- [ACTIVITY LIST]:
1. Based on the commentary on obesity and life expectancy, decide whether each statement agrees with it: (a) An American born at the start of the 20th century was expected to live 47 years on average. (b) Ludwig's editorial appeared in JAMA. (c) The Centers for Disease Control and Prevention said improvements in life expectancy should continue. Answer yes or no for each and quote the deciding words.
2. Reproduce the part of the commentary on obesity and life expectancy between "Like global warming, the" and "by accumulating data.", inclusive.
3. Carry on the commentary on obesity and life expectancy from where it stops.

- [TEXT FOR ANALYSIS]:

________

An American born at the beginning of the 20th Century was expected to live 47 years, on average. Today, we have an unprecedented life expectancy of 78 years — over three decades longer than our 1900s counterparts. Considering this, it’s no surprise that many experts in the scientific community are skeptical of nutrition zealot David Ludwig’s doomsday stance. Without any supporting evidence, he claims that obesity will reduce life spans of the current generation. In an editorial published this week in the New England Journal of Medicine, Ludwig asks the public to accept his dire warnings not on facts, but on faith:

Like global warming, the obesity epidemic is a looming crisis that requires action before all the scientific evidence is in. And as with climate change, some have questioned experts’ forecasts, doubting the far-reaching impact of obesity, though skepticism is gradually being overcome by accumulating data.

The “accumulating data” actually points to the contrary. Recent research has found that a little extra weight is in fact good for your health. A JAMA study this week confirmed that fitness trumps fatness as a predictor of health. And the Centers for Disease Control and Prevention announced this year that “we should continue to see improvements in life expectancy.”

________

- [STUDY MATERIAL]:
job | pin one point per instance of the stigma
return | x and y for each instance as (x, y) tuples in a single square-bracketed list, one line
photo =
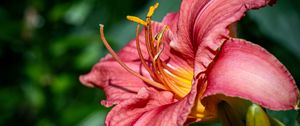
[(163, 75)]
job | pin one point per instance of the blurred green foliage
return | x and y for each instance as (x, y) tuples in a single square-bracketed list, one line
[(45, 45)]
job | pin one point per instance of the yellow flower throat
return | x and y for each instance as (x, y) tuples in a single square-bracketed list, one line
[(163, 76)]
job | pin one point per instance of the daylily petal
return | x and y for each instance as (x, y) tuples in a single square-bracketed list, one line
[(152, 108), (248, 71), (118, 83), (202, 25)]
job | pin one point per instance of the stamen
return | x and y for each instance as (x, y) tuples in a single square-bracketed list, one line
[(152, 9), (137, 20), (140, 52), (158, 54), (159, 36), (116, 57)]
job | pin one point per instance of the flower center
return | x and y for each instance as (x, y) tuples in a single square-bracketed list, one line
[(163, 75)]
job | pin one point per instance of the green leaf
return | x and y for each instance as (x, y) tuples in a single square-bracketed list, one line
[(280, 22)]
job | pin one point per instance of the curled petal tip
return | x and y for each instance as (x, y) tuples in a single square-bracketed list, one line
[(84, 80)]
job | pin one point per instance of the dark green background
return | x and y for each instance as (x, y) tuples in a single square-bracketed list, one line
[(46, 45)]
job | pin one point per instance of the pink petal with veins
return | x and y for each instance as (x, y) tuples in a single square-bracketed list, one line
[(246, 70), (202, 25)]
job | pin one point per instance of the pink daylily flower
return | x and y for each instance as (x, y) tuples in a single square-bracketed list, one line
[(166, 75)]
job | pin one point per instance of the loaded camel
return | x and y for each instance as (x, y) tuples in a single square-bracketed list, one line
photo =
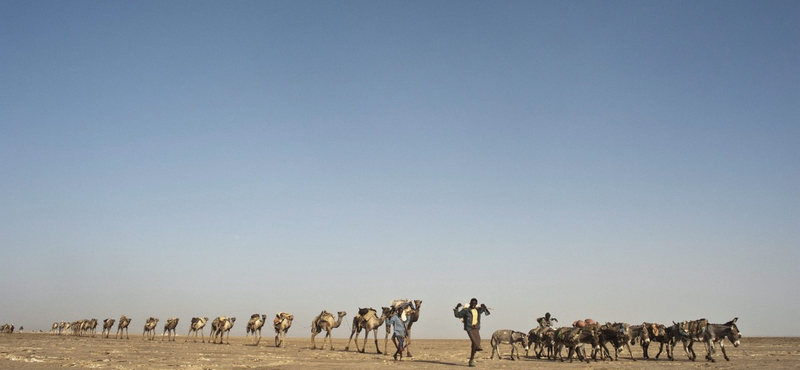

________

- [YOUR WRITTEN ANSWERS]:
1.
(a) Yes: "An American born at the beginning of the 20th Century was expected to live 47 years, on average."
(b) No: "In an editorial published this week in the New England Journal of Medicine"
(c) Yes: "we should continue to see improvements in life expectancy."

2.
Like global warming, the obesity epidemic is a looming crisis that requires action before all the scientific evidence is in. And as with climate change, some have questioned experts’ forecasts, doubting the far-reaching impact of obesity, though skepticism is gradually being overcome by accumulating data.

3.
Even Ludwig’s own research doesn’t support his latest allegations. In a 2005 study, he and fellow authors admitted that their dire prediction about longevity relied on “collective judgment” rather than empirical, scientific evidence. The lead researcher admitted to Science magazine that the study’s "life expectancy forecasts might be inaccurate."
Knowing this, it makes sense that Ludwig wants politicians to hurry and regulate our diets before they get all the facts. Once lawmakers realize that love-handles really aren’t the “tsunami” that he claims, Ludwig’s push for federal mandates (like “junk” food taxes, advertising limits, school lunch regulation, and mandatory insurance coverage for weight-loss programs) won’t hold any water.